### Set exercise
Copy these entries word for word, starting at the line that contains "Point out the blue" and stopping after the line that contains "[(104, 428)]".
*** Supplied data
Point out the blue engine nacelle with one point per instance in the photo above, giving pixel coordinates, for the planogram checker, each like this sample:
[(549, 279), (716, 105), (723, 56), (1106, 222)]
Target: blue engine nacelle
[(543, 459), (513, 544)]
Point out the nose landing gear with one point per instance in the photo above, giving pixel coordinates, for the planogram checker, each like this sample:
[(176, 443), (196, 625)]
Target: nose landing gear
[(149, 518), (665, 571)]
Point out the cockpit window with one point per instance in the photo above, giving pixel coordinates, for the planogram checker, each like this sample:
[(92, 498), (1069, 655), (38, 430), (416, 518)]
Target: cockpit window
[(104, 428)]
******
*** Supplied data
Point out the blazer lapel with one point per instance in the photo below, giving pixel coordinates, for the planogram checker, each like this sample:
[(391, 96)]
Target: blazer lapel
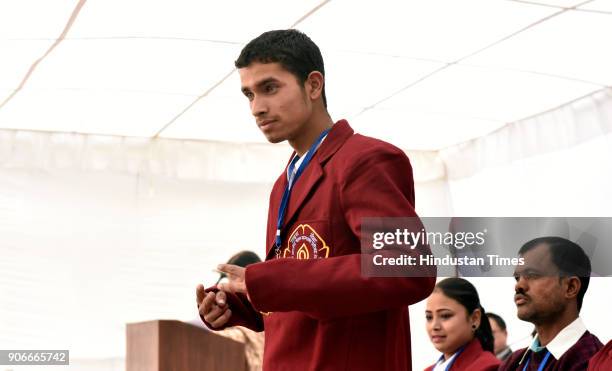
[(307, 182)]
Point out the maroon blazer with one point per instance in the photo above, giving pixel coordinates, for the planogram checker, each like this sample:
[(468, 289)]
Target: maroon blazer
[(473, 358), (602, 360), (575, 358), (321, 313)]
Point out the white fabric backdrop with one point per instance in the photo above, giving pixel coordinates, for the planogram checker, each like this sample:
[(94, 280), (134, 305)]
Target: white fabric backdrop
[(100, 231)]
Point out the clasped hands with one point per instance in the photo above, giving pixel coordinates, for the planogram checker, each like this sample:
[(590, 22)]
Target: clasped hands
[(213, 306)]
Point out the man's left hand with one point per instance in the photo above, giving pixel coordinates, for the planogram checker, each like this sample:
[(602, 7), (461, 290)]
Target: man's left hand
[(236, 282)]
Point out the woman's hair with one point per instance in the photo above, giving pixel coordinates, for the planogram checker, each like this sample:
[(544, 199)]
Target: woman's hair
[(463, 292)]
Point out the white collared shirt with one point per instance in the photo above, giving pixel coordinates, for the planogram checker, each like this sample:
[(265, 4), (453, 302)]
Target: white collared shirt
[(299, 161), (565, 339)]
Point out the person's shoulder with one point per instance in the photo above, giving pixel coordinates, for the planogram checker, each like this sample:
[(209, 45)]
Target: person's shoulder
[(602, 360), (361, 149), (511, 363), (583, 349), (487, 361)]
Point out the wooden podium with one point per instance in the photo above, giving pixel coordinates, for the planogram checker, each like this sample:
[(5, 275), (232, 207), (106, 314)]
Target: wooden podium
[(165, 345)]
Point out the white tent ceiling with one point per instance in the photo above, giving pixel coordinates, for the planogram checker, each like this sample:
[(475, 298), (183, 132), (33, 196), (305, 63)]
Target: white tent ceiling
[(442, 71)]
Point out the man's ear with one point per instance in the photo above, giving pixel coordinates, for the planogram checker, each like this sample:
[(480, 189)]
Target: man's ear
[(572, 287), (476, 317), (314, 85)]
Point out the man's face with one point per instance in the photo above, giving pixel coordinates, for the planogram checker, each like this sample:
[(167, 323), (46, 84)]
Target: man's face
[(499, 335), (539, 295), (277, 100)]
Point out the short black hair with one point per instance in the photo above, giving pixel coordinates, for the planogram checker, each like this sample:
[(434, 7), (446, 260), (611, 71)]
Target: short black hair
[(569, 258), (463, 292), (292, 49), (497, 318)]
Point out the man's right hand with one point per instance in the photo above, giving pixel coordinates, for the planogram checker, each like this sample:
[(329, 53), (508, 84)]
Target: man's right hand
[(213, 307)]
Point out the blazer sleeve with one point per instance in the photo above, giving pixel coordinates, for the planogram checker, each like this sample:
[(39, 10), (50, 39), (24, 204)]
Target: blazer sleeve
******
*** Supplied data
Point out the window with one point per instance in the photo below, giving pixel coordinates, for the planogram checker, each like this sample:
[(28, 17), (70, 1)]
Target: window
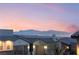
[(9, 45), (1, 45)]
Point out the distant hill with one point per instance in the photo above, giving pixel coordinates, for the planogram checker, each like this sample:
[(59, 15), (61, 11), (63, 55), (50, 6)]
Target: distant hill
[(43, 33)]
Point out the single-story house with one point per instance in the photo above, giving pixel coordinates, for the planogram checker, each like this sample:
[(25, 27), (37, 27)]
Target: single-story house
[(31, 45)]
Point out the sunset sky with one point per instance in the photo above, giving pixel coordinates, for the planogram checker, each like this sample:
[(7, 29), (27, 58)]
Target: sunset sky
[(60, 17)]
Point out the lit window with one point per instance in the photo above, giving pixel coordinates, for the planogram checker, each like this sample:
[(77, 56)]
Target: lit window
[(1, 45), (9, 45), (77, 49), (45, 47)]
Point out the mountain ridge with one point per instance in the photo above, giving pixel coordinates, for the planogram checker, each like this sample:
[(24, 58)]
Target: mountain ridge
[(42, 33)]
******
### Output of the task
Point out the blue engine nacelle with one point per instance in the photo above, giving pixel coordinates, for the planogram checker, each like this sample:
[(549, 279), (716, 105), (723, 56), (1106, 222)]
Target: blue engine nacelle
[(543, 459), (513, 544)]
Point out the nose landing gear with one point per instance in the photo above, giving pixel coordinates, for the planogram checker, each like this sample:
[(176, 443), (196, 625)]
Target: nose landing gear
[(149, 518), (665, 571)]
Point out the cockpit window with one point per instance in the photo above, giving pixel coordinates, for the planogram checker, each like this sample:
[(92, 498), (1069, 655), (38, 430), (416, 518)]
Target: cockpit window
[(104, 428)]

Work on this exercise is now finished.